What to produce
When the word "background" appears in a line of the data below, list that line.
═════ Data provided ═════
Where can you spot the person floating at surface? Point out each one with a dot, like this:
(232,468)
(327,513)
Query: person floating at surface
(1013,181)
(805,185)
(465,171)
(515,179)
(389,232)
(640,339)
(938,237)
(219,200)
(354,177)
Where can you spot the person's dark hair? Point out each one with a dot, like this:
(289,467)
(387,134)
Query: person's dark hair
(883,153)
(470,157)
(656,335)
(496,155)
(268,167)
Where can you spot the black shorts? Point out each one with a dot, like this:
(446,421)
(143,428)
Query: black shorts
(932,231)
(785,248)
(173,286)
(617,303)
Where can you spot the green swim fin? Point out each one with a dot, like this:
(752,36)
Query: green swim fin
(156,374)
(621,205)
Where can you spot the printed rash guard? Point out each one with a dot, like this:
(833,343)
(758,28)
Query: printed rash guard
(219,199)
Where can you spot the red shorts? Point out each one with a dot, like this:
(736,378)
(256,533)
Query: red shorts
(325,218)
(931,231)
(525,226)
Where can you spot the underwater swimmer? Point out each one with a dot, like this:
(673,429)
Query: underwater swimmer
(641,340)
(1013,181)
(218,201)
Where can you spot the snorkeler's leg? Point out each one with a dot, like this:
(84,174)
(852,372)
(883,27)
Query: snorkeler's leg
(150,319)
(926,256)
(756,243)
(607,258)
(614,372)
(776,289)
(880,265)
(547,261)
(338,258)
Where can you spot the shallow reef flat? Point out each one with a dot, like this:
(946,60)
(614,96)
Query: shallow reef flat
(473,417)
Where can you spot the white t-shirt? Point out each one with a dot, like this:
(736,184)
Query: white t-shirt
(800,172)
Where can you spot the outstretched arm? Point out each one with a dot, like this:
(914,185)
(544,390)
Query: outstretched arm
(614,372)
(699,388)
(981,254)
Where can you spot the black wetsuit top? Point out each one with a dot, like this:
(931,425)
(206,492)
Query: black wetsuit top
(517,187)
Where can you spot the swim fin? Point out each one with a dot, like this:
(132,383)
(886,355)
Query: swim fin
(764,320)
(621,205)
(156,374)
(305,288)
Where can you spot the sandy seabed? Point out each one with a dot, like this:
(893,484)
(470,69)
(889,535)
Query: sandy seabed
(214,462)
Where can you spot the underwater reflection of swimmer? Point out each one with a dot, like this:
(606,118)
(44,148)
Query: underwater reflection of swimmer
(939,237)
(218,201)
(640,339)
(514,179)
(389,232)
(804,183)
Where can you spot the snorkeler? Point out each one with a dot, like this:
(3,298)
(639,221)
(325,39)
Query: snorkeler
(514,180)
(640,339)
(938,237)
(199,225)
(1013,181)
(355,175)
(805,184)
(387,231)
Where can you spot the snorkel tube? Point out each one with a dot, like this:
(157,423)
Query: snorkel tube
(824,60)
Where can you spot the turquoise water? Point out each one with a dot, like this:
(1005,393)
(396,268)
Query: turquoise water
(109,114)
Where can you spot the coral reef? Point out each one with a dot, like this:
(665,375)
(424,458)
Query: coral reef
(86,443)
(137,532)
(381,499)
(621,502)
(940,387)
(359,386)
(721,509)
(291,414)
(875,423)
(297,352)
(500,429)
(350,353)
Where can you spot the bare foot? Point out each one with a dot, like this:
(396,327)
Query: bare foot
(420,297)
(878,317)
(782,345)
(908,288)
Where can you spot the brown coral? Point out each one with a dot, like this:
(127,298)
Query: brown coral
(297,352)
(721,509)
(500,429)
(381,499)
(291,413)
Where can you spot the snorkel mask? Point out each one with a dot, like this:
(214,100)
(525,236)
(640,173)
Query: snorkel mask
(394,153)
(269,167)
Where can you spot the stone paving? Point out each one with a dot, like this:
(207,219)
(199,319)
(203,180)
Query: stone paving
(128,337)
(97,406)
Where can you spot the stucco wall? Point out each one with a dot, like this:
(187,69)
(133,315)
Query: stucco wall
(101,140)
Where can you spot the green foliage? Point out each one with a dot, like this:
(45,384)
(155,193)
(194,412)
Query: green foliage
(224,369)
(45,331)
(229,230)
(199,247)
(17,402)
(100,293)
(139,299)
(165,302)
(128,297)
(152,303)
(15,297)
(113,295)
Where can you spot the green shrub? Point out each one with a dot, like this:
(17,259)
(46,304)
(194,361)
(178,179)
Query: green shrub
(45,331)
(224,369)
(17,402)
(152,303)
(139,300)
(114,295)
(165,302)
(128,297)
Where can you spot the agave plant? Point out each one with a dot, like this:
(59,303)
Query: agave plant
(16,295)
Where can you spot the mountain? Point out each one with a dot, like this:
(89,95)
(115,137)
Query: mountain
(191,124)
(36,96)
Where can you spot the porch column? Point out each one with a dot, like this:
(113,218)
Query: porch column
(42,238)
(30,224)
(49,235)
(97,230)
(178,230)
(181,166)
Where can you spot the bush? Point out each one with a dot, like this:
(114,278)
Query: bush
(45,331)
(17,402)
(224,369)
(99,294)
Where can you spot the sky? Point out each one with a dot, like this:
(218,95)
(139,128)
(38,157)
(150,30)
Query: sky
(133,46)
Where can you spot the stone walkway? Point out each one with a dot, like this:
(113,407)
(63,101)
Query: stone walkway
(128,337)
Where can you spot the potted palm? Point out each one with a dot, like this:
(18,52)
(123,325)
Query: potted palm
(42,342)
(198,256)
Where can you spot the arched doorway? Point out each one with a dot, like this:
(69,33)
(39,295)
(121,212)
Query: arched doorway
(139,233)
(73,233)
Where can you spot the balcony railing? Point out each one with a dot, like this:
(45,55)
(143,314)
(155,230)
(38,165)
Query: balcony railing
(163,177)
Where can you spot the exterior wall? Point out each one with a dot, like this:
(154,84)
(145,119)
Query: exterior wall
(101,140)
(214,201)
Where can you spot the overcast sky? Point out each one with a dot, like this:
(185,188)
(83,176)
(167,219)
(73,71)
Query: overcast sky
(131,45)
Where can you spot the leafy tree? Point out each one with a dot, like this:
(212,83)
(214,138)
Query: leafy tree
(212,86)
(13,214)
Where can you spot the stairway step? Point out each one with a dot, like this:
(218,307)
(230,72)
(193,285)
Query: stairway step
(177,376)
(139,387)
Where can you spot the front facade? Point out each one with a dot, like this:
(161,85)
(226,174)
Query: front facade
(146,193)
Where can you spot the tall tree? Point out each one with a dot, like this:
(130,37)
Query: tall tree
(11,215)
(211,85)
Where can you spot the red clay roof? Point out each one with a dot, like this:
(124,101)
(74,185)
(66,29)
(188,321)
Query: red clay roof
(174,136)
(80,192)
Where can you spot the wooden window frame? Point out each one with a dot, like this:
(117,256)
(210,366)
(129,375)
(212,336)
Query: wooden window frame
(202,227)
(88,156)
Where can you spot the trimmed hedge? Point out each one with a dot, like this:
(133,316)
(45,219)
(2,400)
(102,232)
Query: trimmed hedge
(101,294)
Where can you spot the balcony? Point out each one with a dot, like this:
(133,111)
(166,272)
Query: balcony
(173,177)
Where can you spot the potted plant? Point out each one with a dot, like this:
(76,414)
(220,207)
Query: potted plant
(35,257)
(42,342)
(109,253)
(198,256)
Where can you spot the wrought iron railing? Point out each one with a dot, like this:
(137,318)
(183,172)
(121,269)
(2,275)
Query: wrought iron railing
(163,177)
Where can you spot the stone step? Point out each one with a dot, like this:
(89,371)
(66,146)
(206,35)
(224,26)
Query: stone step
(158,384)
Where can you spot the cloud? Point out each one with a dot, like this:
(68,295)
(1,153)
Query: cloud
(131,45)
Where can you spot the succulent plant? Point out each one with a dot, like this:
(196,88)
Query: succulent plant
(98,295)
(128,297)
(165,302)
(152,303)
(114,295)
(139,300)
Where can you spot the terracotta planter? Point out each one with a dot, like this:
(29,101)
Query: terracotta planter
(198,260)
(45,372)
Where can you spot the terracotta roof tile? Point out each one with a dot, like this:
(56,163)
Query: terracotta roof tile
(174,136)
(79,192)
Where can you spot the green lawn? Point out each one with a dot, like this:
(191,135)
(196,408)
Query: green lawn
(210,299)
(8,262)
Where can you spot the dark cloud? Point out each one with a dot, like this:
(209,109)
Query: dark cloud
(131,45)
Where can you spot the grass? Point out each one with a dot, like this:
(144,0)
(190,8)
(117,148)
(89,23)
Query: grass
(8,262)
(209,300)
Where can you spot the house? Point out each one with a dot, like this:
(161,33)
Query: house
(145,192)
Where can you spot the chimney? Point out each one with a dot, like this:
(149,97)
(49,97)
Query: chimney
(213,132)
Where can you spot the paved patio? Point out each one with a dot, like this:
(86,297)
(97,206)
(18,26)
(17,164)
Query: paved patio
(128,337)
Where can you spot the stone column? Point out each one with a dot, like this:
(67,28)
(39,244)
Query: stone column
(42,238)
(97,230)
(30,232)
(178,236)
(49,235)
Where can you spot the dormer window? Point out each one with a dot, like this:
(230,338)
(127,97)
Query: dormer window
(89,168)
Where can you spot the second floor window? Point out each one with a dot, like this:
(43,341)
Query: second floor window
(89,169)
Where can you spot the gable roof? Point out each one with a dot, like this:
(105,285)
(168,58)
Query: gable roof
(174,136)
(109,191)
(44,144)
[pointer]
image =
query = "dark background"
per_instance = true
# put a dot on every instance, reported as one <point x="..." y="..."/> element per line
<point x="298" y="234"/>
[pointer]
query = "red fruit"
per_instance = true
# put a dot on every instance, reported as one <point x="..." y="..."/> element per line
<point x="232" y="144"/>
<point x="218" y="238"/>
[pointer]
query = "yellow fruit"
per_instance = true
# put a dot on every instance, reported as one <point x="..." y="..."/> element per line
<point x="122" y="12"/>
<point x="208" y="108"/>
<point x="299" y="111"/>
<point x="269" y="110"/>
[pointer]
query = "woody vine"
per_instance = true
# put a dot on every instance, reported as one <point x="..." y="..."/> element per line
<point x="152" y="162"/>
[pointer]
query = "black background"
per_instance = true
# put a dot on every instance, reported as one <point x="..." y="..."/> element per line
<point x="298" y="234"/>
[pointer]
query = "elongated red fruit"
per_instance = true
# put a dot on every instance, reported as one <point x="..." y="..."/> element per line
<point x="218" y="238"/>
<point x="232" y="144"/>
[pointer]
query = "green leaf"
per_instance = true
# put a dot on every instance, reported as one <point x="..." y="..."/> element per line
═════
Task output
query = "dark background"
query = "black background"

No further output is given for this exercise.